▸ **Your objective**
Pull out each line of the entries below that contains the word "black". Case counts.

▸ **Exercise input**
--
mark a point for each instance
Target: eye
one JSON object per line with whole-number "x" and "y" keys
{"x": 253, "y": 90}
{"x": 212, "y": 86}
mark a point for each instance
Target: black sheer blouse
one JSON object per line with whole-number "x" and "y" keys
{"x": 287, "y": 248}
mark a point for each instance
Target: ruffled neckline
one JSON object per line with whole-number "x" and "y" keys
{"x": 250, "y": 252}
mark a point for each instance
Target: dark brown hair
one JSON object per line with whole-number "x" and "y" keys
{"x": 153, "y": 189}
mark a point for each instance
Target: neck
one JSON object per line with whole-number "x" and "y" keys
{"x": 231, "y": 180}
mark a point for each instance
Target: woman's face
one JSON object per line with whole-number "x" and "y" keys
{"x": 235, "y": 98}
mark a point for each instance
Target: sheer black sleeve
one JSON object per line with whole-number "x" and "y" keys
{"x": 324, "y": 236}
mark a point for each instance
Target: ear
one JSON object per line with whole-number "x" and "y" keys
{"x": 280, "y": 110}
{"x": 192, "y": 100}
--
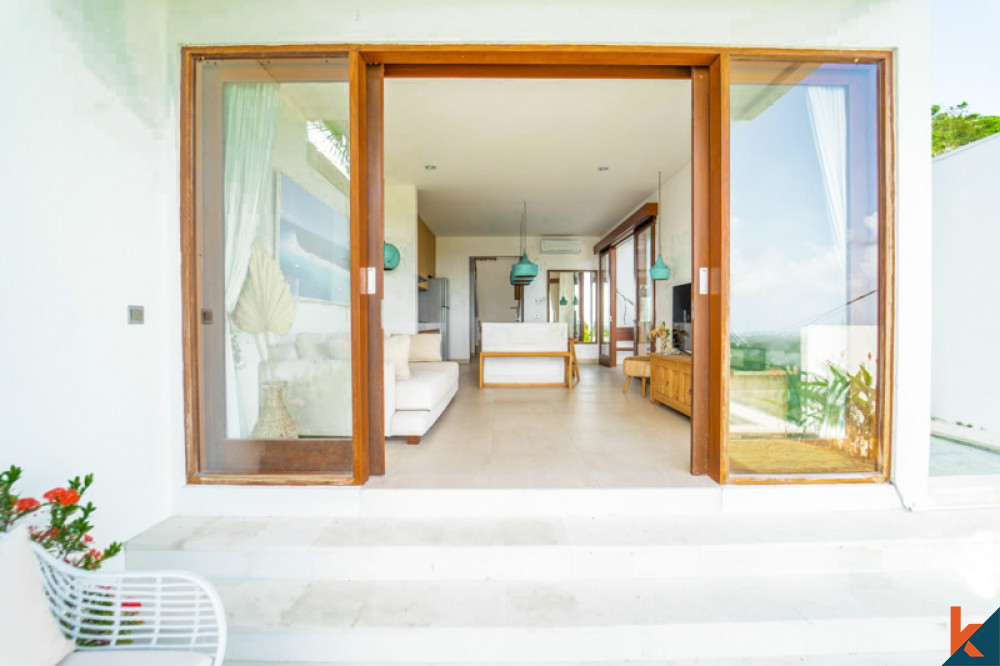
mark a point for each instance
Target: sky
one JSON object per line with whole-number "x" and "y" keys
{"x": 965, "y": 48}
--
▸ **Result for this exercise**
Target: black sheer blouse
Target: sheer black sleeve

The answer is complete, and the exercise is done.